For every line below, set down an identical copy.

BEGIN Records supplied

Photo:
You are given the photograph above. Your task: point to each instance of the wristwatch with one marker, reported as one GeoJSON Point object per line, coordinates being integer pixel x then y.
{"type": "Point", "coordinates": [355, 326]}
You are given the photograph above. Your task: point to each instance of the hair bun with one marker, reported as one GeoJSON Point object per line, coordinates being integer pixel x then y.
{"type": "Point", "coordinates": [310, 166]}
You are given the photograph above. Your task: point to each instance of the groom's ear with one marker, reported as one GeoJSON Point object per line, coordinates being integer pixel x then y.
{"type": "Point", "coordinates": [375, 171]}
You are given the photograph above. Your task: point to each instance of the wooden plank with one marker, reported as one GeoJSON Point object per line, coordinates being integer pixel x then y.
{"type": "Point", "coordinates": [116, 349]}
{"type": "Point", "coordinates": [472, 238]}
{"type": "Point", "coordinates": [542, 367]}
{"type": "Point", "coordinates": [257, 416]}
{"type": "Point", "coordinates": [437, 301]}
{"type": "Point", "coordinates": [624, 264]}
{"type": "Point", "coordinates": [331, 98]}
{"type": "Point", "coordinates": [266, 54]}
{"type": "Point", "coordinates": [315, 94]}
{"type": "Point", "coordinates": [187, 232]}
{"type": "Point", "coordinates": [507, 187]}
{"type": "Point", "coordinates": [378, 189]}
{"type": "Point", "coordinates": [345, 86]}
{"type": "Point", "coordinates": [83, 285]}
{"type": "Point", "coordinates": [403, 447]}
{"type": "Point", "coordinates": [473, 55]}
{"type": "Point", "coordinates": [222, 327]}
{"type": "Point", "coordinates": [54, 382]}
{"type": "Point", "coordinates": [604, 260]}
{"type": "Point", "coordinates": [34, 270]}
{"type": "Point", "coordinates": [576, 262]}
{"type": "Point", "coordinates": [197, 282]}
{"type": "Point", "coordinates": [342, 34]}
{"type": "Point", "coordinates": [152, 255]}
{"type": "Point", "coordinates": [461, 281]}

END Records supplied

- **Response area**
Photo:
You are given the photograph above. Your task: point to each instance of the wristwatch with one marker, reported as one GeoJSON Point object per line, coordinates being integer pixel x then y.
{"type": "Point", "coordinates": [355, 326]}
You are given the photograph above. Your task: point to each instance of the hair bun with one marker, reported as one GeoJSON Point object per line, coordinates being integer pixel x then y.
{"type": "Point", "coordinates": [310, 166]}
You are given the photograph above. Your task: point to each instance of the groom's ear with one marker, reported as one GeoJSON Point object per line, coordinates being integer pixel x then y.
{"type": "Point", "coordinates": [375, 171]}
You are given the photograph above. Your task: point to each instance of the wooden plank with one marker, reported as one GeoJSON Point object per line, coordinates being integer pixel x then y.
{"type": "Point", "coordinates": [116, 349]}
{"type": "Point", "coordinates": [472, 238]}
{"type": "Point", "coordinates": [542, 367]}
{"type": "Point", "coordinates": [257, 416]}
{"type": "Point", "coordinates": [437, 301]}
{"type": "Point", "coordinates": [624, 264]}
{"type": "Point", "coordinates": [331, 98]}
{"type": "Point", "coordinates": [266, 54]}
{"type": "Point", "coordinates": [315, 94]}
{"type": "Point", "coordinates": [187, 232]}
{"type": "Point", "coordinates": [507, 187]}
{"type": "Point", "coordinates": [378, 189]}
{"type": "Point", "coordinates": [345, 86]}
{"type": "Point", "coordinates": [83, 285]}
{"type": "Point", "coordinates": [403, 447]}
{"type": "Point", "coordinates": [473, 55]}
{"type": "Point", "coordinates": [222, 327]}
{"type": "Point", "coordinates": [54, 382]}
{"type": "Point", "coordinates": [604, 260]}
{"type": "Point", "coordinates": [34, 270]}
{"type": "Point", "coordinates": [576, 262]}
{"type": "Point", "coordinates": [197, 282]}
{"type": "Point", "coordinates": [342, 34]}
{"type": "Point", "coordinates": [152, 255]}
{"type": "Point", "coordinates": [461, 281]}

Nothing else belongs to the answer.